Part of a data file
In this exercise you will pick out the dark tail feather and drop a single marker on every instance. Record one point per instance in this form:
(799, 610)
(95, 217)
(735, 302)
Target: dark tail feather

WHAT THE TASK REQUIRES
Copy out every line of the items above, word for word, without changing anything.

RESULT BELOW
In this exercise you will pick out the dark tail feather and drop a single marker on every instance. Record one point per instance in this form:
(799, 610)
(95, 217)
(735, 302)
Target: dark tail feather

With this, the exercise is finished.